[Selected extract]
———
Let me start with an affirmation: I consider myself a pro-feminist man. I believe it's possible to be a man and to view gender equality as being as important as any social cause on this planet. I have a daughter and a partner and a mother and a sister. I founded an NGO in Brazil that works to engage men and boys in achieving gender equality and ending violence against women. Of course I think there is a place for men in achieving full equality for girls and women. I've got skin in this game.
As a man, I celebrate the advancements the world has made toward gender equality. Women are now 40% of the global paid workforce and half of the world's food producers. With a few exceptions, girls are as likely as boys today to be in primary school. Millions of women in the Global South benefit from microcredit programs, and millions more are being lifted out of poverty with cash transfer programs. Fewer women today die during childbirth. There are more women in politics, in business, in government jobs and working outside of their homes than ever before.
But women's income continues to be on average at least 20% less than men's for the same work. About a third of the world's women will experience violence from a male partner, or some form of sexual violence. Women's full participation in the highest levels of decision-making, the media and in business is shamefully unequal. Women and girls carry out two to 10 times more of the unpaid care work in the Global South and even the most progressive countries in the global North have not achieved full equality in domestic work and childcare.
———
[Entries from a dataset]
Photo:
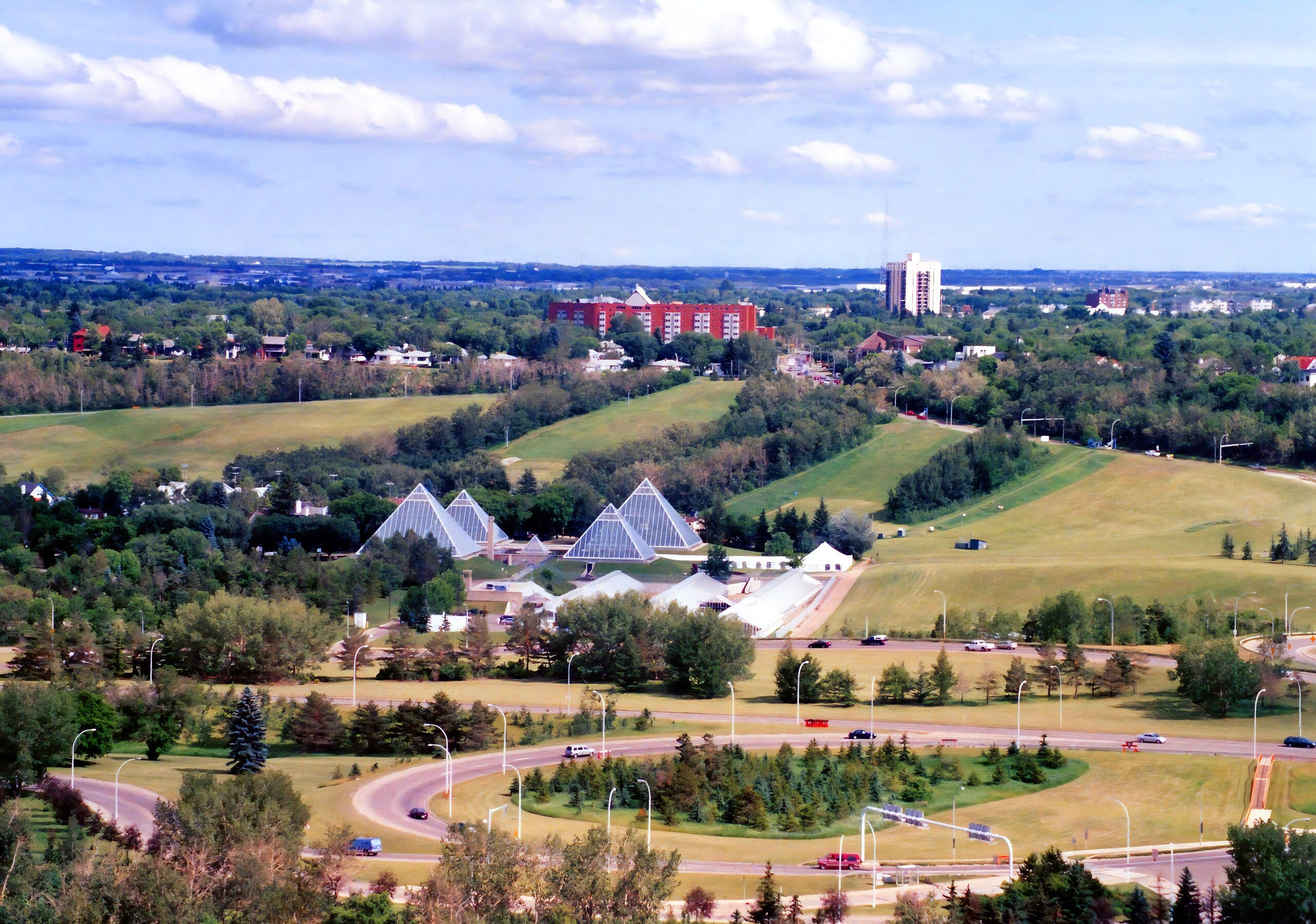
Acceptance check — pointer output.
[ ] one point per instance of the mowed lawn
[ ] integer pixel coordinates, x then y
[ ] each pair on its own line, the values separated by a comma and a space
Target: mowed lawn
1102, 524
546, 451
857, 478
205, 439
———
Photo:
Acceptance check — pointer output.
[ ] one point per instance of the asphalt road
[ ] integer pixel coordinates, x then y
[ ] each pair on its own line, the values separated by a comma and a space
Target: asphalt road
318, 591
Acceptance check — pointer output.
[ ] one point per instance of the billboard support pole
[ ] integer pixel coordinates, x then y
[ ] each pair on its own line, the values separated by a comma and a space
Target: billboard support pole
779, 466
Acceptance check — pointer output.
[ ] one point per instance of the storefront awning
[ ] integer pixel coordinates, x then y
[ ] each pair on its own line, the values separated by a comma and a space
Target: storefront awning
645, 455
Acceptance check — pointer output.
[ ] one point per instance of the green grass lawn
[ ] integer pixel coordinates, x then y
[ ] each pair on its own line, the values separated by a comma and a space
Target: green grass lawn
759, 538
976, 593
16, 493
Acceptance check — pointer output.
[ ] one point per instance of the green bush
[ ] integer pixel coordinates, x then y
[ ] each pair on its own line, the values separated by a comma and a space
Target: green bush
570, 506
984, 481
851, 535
———
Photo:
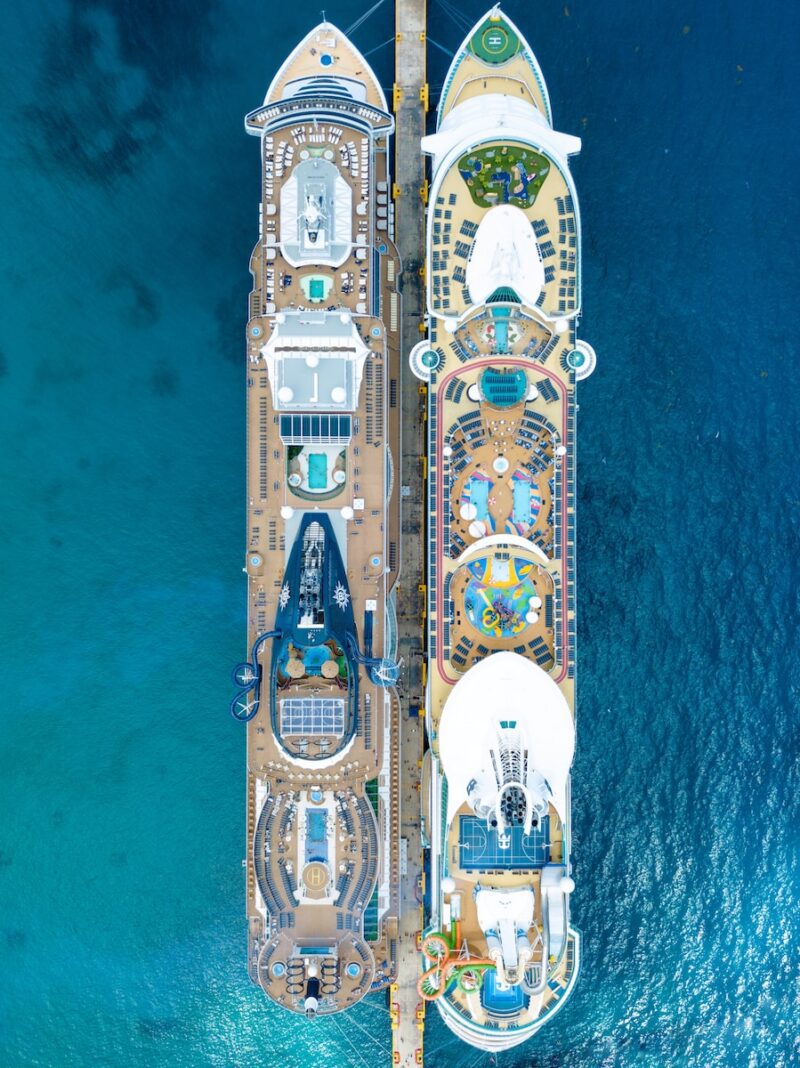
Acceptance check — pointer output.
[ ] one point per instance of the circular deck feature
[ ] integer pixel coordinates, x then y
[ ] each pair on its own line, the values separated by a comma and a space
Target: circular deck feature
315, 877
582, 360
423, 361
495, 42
———
[Goal of the exercise] In the passage on gender equality, turn the paragraph beginning "As a man, I celebrate" into a short bulleted list that keeps its main facts.

[Output for this exercise]
- Women make up 40% of the global paid workforce and half of the world's food producers.
- With a few exceptions, girls are now as likely as boys to attend primary school.
- Millions of women in the Global South benefit from microcredit programs, and millions more are leaving poverty through cash transfer programs.
- Fewer women die during childbirth.
- More women than ever are in politics, business and government jobs, and working outside their homes.